PASSAGE FOR REVIEW Block Start

• 2 Stroke Husqvarna Motorcycles Made In Italy - About 1989 to 2014
    WR = 2st Enduro & CR = 2st Cross

  • Hi everyone,

    As you all know, Coffee (Dean) passed away a couple of years ago. I am Dean's ex-wife's husband and happen to have spent my career in tech. Over the years, I occasionally helped Dean with various tech issues.

    When he passed, I worked with his kids to gather the necessary credentials to keep this site running. Since then (and for however long they worked with Coffee), Woodschick and Dirtdame have been maintaining the site and covering the costs. Without their hard work and financial support, CafeHusky would have been lost.

    Over the past couple of weeks, I’ve been working to migrate the site to a free cloud compute instance so that Woodschick and Dirtdame no longer have to fund it. At the same time, I’ve updated the site to a current version of XenForo (the discussion software it runs on). The previous version was outdated and no longer supported.

    Unfortunately, the new software version doesn’t support importing the old site’s styles, so for now, you’ll see the XenForo default style. This may change over time.

    Coffee didn’t document the work he did on the site, so I’ve been digging through the old setup to understand how everything was running. There may still be things I’ve missed. One known issue is that email functionality is not yet working on the new site, but I hope to resolve this over time.

    Thanks for your patience and support!

PASSAGE FOR REVIEW Block End
DATASET CONTENT Block Start

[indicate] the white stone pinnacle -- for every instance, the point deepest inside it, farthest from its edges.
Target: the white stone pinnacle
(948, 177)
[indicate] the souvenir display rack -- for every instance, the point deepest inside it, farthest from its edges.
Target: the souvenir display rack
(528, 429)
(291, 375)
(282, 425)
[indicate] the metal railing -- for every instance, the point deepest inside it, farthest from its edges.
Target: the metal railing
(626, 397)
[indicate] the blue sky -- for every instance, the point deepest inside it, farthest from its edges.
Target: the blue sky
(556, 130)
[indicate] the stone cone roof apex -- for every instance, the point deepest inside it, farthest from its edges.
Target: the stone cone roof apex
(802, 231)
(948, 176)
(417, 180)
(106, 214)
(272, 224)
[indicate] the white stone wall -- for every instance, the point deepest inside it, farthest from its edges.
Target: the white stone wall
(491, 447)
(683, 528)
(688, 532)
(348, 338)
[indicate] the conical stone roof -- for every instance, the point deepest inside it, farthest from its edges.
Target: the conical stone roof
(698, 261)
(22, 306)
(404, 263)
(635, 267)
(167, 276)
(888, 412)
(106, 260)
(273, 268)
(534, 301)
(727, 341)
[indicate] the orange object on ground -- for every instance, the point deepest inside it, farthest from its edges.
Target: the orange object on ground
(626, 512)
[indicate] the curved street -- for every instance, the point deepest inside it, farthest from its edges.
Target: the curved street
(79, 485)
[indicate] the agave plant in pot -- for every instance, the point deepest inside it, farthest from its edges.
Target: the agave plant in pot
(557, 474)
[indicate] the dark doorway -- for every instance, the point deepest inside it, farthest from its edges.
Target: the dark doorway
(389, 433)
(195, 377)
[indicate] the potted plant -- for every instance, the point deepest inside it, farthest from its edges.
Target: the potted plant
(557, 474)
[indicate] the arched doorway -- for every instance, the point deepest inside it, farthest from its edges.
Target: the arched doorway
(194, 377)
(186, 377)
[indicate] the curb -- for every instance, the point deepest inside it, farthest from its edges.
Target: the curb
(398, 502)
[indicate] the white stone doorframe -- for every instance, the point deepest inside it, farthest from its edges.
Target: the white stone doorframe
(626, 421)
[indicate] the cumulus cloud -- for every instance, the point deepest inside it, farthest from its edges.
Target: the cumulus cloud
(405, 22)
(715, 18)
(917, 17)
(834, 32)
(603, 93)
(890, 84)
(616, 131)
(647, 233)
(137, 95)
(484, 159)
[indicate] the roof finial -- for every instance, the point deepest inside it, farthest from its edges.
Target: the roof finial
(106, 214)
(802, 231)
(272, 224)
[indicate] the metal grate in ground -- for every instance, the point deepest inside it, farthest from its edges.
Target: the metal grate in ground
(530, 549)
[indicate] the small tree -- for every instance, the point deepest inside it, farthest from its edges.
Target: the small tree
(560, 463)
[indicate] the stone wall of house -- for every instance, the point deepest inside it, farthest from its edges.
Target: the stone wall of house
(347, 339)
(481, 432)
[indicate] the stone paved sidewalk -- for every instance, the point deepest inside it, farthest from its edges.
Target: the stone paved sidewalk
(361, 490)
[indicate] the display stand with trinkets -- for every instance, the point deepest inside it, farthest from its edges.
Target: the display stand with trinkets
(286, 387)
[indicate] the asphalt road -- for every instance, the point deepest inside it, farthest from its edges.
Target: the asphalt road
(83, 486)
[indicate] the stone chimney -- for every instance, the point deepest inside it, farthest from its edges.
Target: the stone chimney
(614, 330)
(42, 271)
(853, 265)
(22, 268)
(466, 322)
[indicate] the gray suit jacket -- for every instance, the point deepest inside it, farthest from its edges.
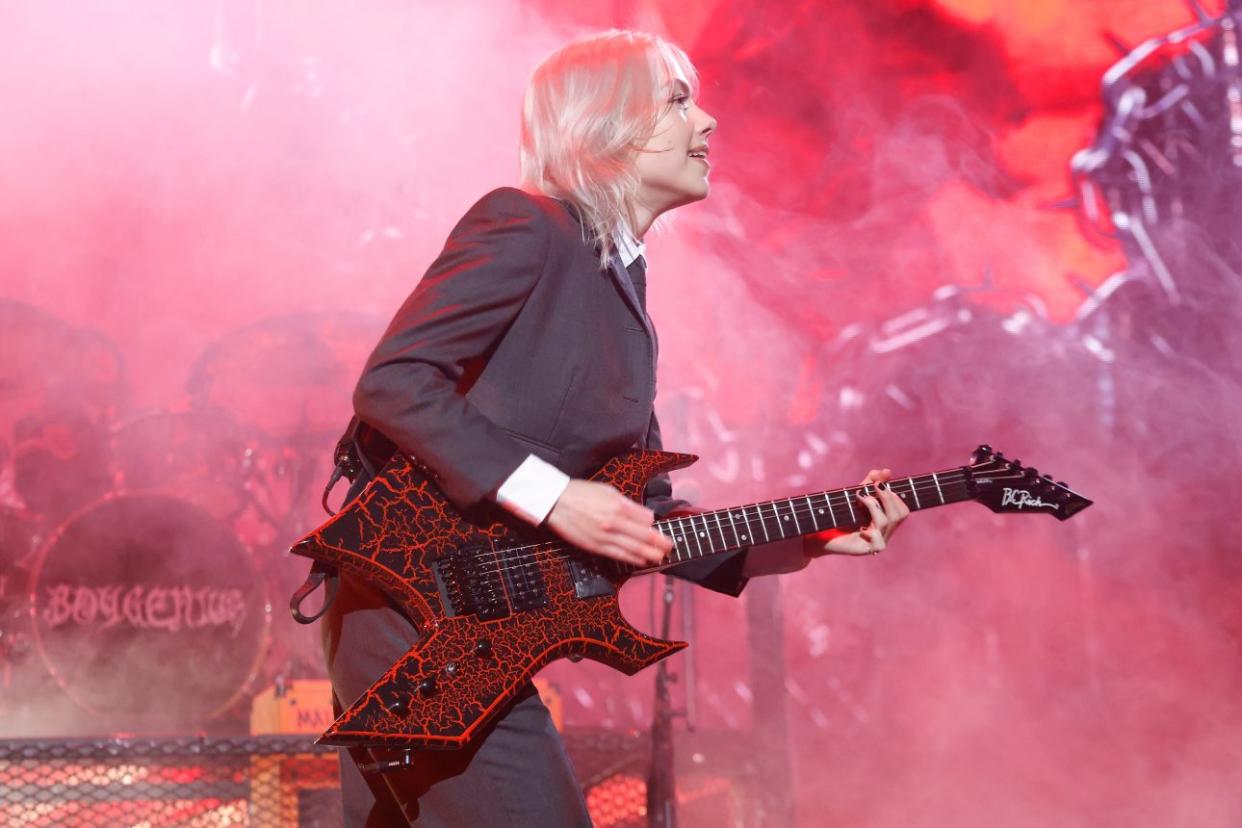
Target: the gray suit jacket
(517, 343)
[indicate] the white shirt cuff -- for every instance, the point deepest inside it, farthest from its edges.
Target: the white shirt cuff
(533, 489)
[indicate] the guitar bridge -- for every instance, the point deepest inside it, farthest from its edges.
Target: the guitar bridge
(470, 582)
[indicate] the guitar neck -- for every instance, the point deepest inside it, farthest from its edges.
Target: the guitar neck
(724, 530)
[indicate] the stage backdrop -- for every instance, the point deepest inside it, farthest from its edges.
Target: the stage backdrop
(209, 211)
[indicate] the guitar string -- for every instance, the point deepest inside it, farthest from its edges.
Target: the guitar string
(544, 551)
(552, 549)
(949, 479)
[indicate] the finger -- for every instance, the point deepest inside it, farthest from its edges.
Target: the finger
(876, 476)
(636, 548)
(874, 540)
(878, 519)
(893, 505)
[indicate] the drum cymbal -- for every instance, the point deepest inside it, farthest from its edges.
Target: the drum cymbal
(288, 375)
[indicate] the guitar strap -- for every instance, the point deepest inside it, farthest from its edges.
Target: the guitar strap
(349, 462)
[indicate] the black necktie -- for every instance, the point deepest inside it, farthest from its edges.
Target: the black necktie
(637, 272)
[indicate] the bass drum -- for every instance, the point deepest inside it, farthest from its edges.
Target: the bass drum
(149, 613)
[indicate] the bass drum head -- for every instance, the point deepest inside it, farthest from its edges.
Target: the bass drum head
(149, 613)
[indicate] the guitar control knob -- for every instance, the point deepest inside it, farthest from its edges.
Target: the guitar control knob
(394, 703)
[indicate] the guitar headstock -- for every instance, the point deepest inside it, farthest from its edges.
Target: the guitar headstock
(1006, 486)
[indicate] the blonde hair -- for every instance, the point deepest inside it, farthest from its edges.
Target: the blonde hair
(589, 108)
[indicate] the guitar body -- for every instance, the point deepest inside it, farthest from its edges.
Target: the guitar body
(494, 603)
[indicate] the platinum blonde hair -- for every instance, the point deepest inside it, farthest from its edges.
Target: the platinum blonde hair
(589, 108)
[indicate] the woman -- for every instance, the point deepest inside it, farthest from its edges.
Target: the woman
(523, 360)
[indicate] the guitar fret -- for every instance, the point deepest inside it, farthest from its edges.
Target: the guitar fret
(779, 524)
(679, 548)
(761, 524)
(794, 512)
(693, 535)
(832, 510)
(938, 488)
(737, 538)
(706, 535)
(719, 528)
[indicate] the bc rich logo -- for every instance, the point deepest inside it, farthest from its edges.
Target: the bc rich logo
(1022, 499)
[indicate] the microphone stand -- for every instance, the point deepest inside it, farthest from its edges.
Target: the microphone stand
(661, 776)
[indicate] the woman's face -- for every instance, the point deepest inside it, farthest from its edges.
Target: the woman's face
(673, 163)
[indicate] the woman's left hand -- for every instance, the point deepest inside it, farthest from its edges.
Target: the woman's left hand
(887, 513)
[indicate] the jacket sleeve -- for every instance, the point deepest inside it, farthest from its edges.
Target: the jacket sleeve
(719, 572)
(412, 386)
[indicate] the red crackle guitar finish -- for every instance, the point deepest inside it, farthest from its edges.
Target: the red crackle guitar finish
(497, 601)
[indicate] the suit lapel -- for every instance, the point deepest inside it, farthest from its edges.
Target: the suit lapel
(626, 287)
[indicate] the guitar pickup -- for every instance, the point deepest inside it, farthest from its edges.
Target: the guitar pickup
(470, 582)
(528, 590)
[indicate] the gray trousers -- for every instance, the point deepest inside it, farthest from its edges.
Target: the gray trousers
(517, 775)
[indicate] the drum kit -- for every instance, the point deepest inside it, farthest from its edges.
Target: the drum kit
(142, 551)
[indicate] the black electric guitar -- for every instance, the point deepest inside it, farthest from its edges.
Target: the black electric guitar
(496, 601)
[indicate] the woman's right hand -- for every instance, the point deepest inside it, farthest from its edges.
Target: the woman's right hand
(599, 519)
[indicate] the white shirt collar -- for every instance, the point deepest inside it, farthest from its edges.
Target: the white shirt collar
(629, 247)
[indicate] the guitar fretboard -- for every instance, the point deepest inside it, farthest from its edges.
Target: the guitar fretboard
(724, 530)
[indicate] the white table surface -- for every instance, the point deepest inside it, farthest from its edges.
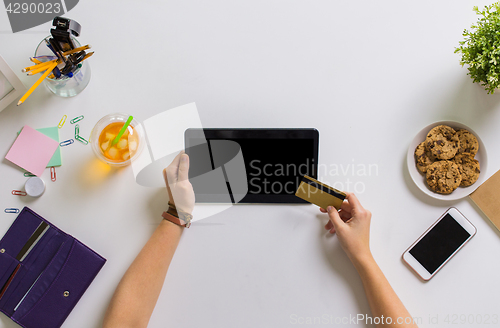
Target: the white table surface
(368, 75)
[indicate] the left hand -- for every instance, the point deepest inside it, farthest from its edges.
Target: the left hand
(180, 190)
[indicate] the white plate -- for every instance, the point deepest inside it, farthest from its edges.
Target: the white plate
(419, 178)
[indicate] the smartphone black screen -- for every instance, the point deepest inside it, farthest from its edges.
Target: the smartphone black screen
(439, 243)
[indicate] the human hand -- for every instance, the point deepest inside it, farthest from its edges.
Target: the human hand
(352, 225)
(180, 190)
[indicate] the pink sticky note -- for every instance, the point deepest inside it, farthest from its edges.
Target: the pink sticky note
(32, 150)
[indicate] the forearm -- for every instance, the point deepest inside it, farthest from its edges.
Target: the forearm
(136, 295)
(381, 297)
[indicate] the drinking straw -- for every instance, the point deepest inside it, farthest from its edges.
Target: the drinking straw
(122, 131)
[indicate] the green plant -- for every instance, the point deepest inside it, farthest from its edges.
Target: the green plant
(481, 48)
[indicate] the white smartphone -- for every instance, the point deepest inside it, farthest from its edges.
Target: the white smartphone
(439, 243)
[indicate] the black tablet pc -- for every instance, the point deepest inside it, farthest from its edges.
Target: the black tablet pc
(250, 165)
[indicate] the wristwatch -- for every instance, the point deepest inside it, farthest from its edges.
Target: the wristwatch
(180, 218)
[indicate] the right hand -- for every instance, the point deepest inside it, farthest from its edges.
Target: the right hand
(180, 190)
(352, 225)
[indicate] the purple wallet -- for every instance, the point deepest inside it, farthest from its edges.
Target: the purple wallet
(43, 272)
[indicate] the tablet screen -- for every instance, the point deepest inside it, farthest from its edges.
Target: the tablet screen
(275, 161)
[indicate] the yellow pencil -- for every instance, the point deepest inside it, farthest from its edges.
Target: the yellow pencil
(37, 66)
(70, 52)
(39, 70)
(37, 83)
(87, 56)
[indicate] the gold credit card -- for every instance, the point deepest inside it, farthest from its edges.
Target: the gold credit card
(319, 193)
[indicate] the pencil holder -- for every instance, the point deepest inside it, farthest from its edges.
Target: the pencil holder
(65, 86)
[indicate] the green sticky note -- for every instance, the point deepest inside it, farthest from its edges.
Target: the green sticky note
(53, 133)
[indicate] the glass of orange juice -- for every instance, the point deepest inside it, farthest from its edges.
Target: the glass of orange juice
(128, 147)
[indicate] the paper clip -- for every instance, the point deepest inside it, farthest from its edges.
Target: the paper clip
(82, 140)
(76, 119)
(53, 173)
(62, 121)
(66, 142)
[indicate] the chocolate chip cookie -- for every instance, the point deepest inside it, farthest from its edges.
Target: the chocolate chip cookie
(469, 168)
(423, 157)
(443, 177)
(468, 142)
(442, 141)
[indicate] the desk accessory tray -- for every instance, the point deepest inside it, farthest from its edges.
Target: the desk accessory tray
(43, 272)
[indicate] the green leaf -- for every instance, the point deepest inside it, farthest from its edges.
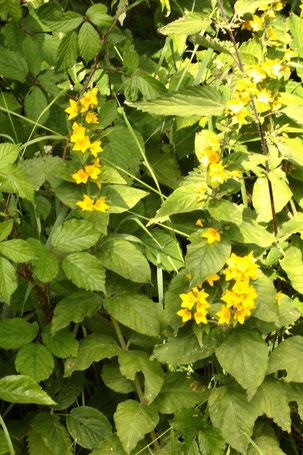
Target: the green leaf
(75, 308)
(187, 25)
(62, 344)
(273, 399)
(88, 426)
(12, 65)
(123, 258)
(135, 311)
(8, 279)
(183, 350)
(261, 199)
(68, 52)
(267, 308)
(97, 15)
(35, 360)
(131, 362)
(203, 259)
(92, 348)
(17, 250)
(114, 379)
(179, 391)
(89, 42)
(202, 101)
(46, 266)
(85, 271)
(233, 414)
(10, 330)
(244, 355)
(133, 421)
(74, 235)
(292, 263)
(23, 389)
(35, 102)
(286, 357)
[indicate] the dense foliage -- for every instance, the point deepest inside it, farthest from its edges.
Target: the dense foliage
(151, 252)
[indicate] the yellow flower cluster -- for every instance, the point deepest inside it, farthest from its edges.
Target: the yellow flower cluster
(82, 143)
(241, 298)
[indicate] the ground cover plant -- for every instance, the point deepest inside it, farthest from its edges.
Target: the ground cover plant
(151, 252)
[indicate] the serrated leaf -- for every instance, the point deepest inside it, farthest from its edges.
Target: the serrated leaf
(286, 357)
(89, 42)
(244, 355)
(10, 330)
(135, 311)
(75, 308)
(131, 362)
(67, 53)
(123, 258)
(8, 279)
(133, 420)
(88, 426)
(17, 250)
(179, 391)
(74, 235)
(23, 389)
(202, 101)
(35, 360)
(85, 271)
(233, 414)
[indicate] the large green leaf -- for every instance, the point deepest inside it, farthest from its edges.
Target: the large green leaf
(200, 100)
(133, 420)
(23, 389)
(180, 391)
(135, 311)
(292, 263)
(244, 355)
(286, 357)
(123, 258)
(35, 360)
(89, 42)
(10, 330)
(203, 259)
(234, 415)
(85, 271)
(88, 426)
(92, 348)
(75, 308)
(74, 235)
(187, 25)
(131, 362)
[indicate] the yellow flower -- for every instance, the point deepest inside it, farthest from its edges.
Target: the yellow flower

DATASET CONTENT Block End

WORK INSTRUCTION => According to the site announcement, why does the new site currently show the XenForo default style? Use only the site announcement, not the material.

ANSWER BOX => The new software version doesn't support importing the old site's styles.